(Dataset entries):
>>>

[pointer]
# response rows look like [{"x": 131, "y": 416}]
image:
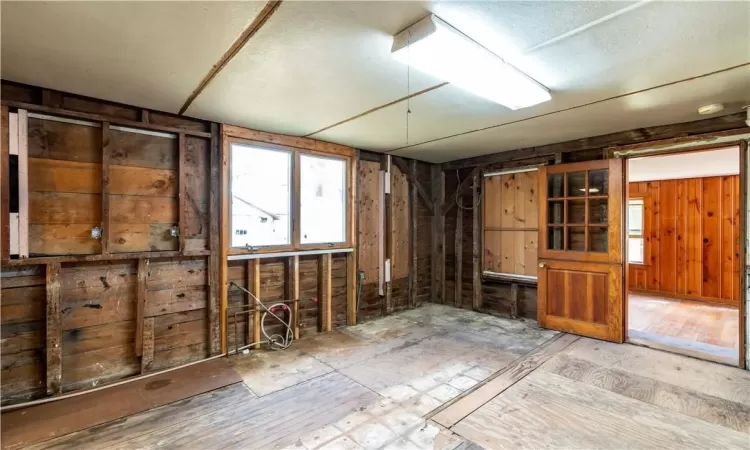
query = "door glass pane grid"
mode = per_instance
[{"x": 584, "y": 209}]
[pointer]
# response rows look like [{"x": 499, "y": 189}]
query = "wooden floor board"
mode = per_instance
[
  {"x": 685, "y": 401},
  {"x": 545, "y": 410},
  {"x": 506, "y": 378},
  {"x": 721, "y": 381},
  {"x": 123, "y": 430},
  {"x": 54, "y": 419},
  {"x": 281, "y": 417}
]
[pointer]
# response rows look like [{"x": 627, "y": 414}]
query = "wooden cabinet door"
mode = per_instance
[{"x": 580, "y": 249}]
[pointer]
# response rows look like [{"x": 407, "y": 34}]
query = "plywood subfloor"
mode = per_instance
[
  {"x": 22, "y": 427},
  {"x": 596, "y": 395},
  {"x": 370, "y": 386},
  {"x": 702, "y": 330}
]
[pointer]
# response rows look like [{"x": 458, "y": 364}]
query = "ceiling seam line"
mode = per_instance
[
  {"x": 640, "y": 91},
  {"x": 372, "y": 110},
  {"x": 531, "y": 49},
  {"x": 232, "y": 51}
]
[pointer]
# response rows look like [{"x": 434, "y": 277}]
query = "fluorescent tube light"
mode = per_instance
[{"x": 436, "y": 48}]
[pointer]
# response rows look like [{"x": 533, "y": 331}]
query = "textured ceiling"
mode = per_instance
[{"x": 610, "y": 66}]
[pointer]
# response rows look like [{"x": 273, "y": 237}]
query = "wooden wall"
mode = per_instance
[
  {"x": 691, "y": 239},
  {"x": 511, "y": 209},
  {"x": 139, "y": 300},
  {"x": 80, "y": 312},
  {"x": 500, "y": 297},
  {"x": 372, "y": 304}
]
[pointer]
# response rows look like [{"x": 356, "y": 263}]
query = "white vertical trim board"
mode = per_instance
[
  {"x": 381, "y": 231},
  {"x": 23, "y": 184},
  {"x": 13, "y": 233},
  {"x": 13, "y": 130}
]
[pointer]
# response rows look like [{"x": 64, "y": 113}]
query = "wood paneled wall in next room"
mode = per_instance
[
  {"x": 692, "y": 239},
  {"x": 498, "y": 297}
]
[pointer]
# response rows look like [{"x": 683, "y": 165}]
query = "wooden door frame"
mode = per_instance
[{"x": 742, "y": 143}]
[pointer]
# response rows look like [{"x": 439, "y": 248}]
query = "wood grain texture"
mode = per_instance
[
  {"x": 4, "y": 183},
  {"x": 501, "y": 381},
  {"x": 54, "y": 331},
  {"x": 576, "y": 415},
  {"x": 96, "y": 408},
  {"x": 148, "y": 344},
  {"x": 692, "y": 233}
]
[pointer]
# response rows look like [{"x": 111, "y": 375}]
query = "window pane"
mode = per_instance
[
  {"x": 322, "y": 200},
  {"x": 261, "y": 197},
  {"x": 635, "y": 217},
  {"x": 635, "y": 250}
]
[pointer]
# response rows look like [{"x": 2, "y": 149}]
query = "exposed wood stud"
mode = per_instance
[
  {"x": 352, "y": 279},
  {"x": 458, "y": 258},
  {"x": 248, "y": 33},
  {"x": 224, "y": 241},
  {"x": 438, "y": 236},
  {"x": 388, "y": 233},
  {"x": 449, "y": 203},
  {"x": 148, "y": 344},
  {"x": 476, "y": 252},
  {"x": 292, "y": 290},
  {"x": 140, "y": 304},
  {"x": 5, "y": 188},
  {"x": 54, "y": 331},
  {"x": 213, "y": 259},
  {"x": 427, "y": 200},
  {"x": 413, "y": 206},
  {"x": 106, "y": 157},
  {"x": 324, "y": 291},
  {"x": 182, "y": 201},
  {"x": 253, "y": 274}
]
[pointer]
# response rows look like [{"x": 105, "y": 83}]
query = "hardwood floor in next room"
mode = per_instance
[{"x": 703, "y": 330}]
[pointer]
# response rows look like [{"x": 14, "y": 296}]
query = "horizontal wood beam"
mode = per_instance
[
  {"x": 102, "y": 118},
  {"x": 450, "y": 202},
  {"x": 714, "y": 124},
  {"x": 98, "y": 257}
]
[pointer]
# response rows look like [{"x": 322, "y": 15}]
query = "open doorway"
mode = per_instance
[{"x": 684, "y": 259}]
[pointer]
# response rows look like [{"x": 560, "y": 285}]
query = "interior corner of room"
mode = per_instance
[{"x": 373, "y": 225}]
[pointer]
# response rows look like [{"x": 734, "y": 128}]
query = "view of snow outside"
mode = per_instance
[
  {"x": 261, "y": 196},
  {"x": 323, "y": 199}
]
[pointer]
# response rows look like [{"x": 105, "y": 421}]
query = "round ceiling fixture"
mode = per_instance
[{"x": 710, "y": 109}]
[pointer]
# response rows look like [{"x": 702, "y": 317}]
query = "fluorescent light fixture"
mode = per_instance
[{"x": 436, "y": 48}]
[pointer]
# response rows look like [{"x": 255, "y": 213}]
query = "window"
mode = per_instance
[
  {"x": 635, "y": 231},
  {"x": 322, "y": 199},
  {"x": 261, "y": 196},
  {"x": 286, "y": 198}
]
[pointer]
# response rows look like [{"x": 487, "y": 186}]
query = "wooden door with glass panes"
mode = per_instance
[{"x": 580, "y": 263}]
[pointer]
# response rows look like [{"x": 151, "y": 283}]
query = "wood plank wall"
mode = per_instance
[
  {"x": 511, "y": 209},
  {"x": 117, "y": 321},
  {"x": 496, "y": 297},
  {"x": 100, "y": 301},
  {"x": 371, "y": 303},
  {"x": 692, "y": 239}
]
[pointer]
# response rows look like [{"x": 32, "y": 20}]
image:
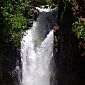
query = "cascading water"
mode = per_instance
[{"x": 37, "y": 50}]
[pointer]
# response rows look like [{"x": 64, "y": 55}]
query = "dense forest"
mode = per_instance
[{"x": 15, "y": 18}]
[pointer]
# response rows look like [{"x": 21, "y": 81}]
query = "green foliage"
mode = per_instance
[
  {"x": 79, "y": 29},
  {"x": 15, "y": 21}
]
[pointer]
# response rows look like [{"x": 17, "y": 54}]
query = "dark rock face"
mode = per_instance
[
  {"x": 8, "y": 58},
  {"x": 69, "y": 63}
]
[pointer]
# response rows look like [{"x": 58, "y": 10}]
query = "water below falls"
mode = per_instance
[{"x": 37, "y": 50}]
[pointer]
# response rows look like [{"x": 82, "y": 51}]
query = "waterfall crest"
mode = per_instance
[{"x": 37, "y": 51}]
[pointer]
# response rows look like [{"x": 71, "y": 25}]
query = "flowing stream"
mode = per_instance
[{"x": 37, "y": 49}]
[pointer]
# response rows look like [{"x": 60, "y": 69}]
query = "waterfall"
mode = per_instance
[{"x": 37, "y": 50}]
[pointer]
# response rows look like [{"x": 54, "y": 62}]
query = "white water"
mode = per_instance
[{"x": 37, "y": 51}]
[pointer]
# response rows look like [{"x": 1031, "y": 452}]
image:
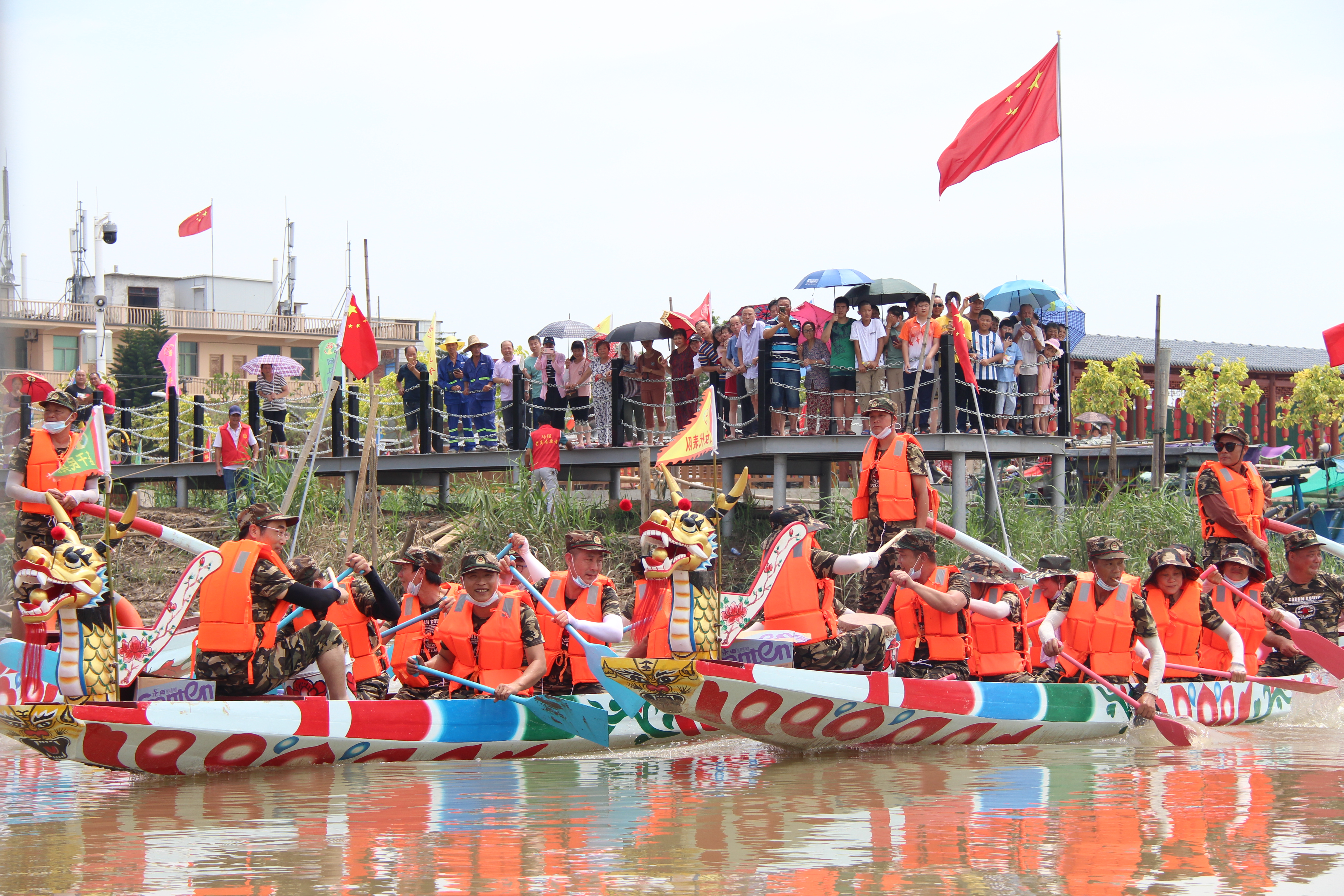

<<<

(WHAT TO DO):
Look through the records for the string "room". Copy every line that has it.

(RESULT OF THIS EXERCISE):
query = "wood paneled wall in next room"
query = "hardwood floor in next room"
query = "interior corner of room"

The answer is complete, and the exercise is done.